◆ PROBLEMS ◆
(A) Give the passage of the Natwani Coalition grant announcement starting with "The Natwani Coalition is accepting" and going on through "applicant’s readiness to apply." again, substituting "funding requests" for "funding proposals".
(B) Proceed with the Natwani Coalition grant announcement, picking up right after its last sentence.

The Natwani Coalition is accepting funding proposals for grant program
The Natwani Coalitiion is accepting funding proposals for the 2019 local food producers, farmers, growers and rachers community grant pgrogram.
A total of $37,500.00 will be available. Each grant award may vary between $500 — $2,000. The grant will be open in cycles, depending on the applicant’s readiness to apply.
The Natwani Coalition is also accepting funding proposals for the 2019 Partnership Capacity Building Grant.
A total of $150,000 will be available. Each grant award may vary between $10,000 — $25,000. The grant will be open in cycles, depending on the organization/program’s readiness to apply.
All project funding must be utilized and a final project report is due by Sept. 30, 2019. Proposal applications will be reviewed by an independent committee with the most promising projects selected for funding. Proposed projects should be based on the Hopi reservation and include the Hopi and Tewa communities.
More information about grant guidelines and grant applications is available by visiting www.natwanicoalition.org or email firstname.lastname@example.org or visiting the office at 110 Main Street, Kykotsmovi, Arizona.

◆ INFORMATION SUPPLIED ◆

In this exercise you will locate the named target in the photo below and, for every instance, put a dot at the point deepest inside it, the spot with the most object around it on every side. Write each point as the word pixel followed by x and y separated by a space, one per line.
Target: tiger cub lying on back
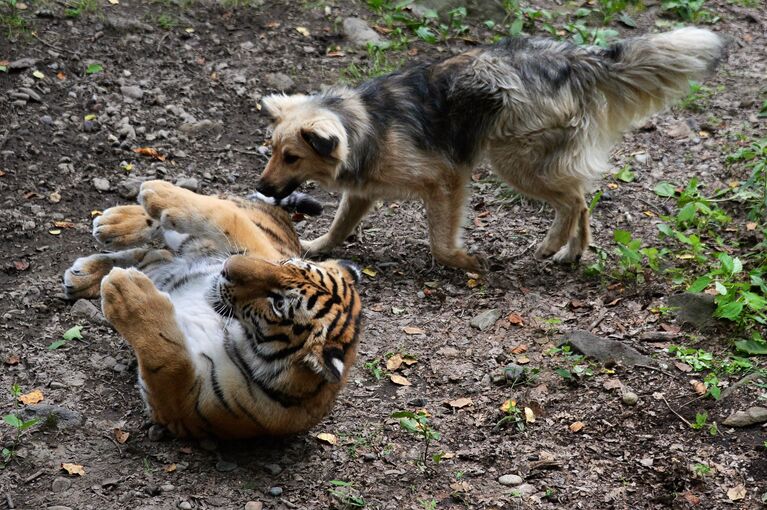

◆ PER-TASK OUTPUTS ◆
(A)
The Natwani Coalition is accepting funding requests for grant program
The Natwani Coalitiion is accepting funding requests for the 2019 local food producers, farmers, growers and rachers community grant pgrogram.
A total of $37,500.00 will be available. Each grant award may vary between $500 — $2,000. The grant will be open in cycles, depending on the applicant’s readiness to apply.

(B)
APS customer service open house Feb. 21
The APS customer service open house will take place Feb. 21 from 10 a.m. to 5 p.m. at the Tsotsvalki Conference Center at Monenkopi Legacy Inn and Suites, 1 Legacy Lane, Tuba City.
Advance registration is required by calling (602) 250-4543 to schedule an appointment.
In the meantime, more information on the variety of resources APS has for customers is available on aps.com www.aps.com/. APS Energy Support Program provides a monthly 25 percent discount to limited-income customers who qualify.Predatory auto sales meetings
Predatory auto sales meetings
The Navajo Nation Human Rights Commission will be at the following locations to talk with Navajo consumers about their experience with predatory auto sales practices:
Where: Dilkon Chapter
When: Feb. 13
Time: 10 a.m. to 2 p.m.
More information is available by calling the Navajo Nation Human Rights Commission at (928) 871-7436.
Winslow NAACP events in February
The Winslow NAACP will celebrate the 3rd annual Black History Month with “A Walk Though Time” Feb. 18 from 10 a.m. to 2 p.m. at the Winslow Chamber/Community Center located at 523 W. Second Street.
The event will feature family fun, cake-walk, games, food, exhibits, turban tying and more. Music by Tommy Dukes, and the Hayes Sisters will perform. Admission is free and everyone is welcome!!
More information is available by calling (928) 587-1980.
February is also Black History month and the Winslow Public Library and the Winslow NAACP will host a free, family story hour at 6 p.m. on the following Wednesdays: Feb. 6, 13 and 20. Come share and learn about Black History. The library is located at 420 W. Gilmore. More information is available by calling (928) 289-4982. Everyone is welcome.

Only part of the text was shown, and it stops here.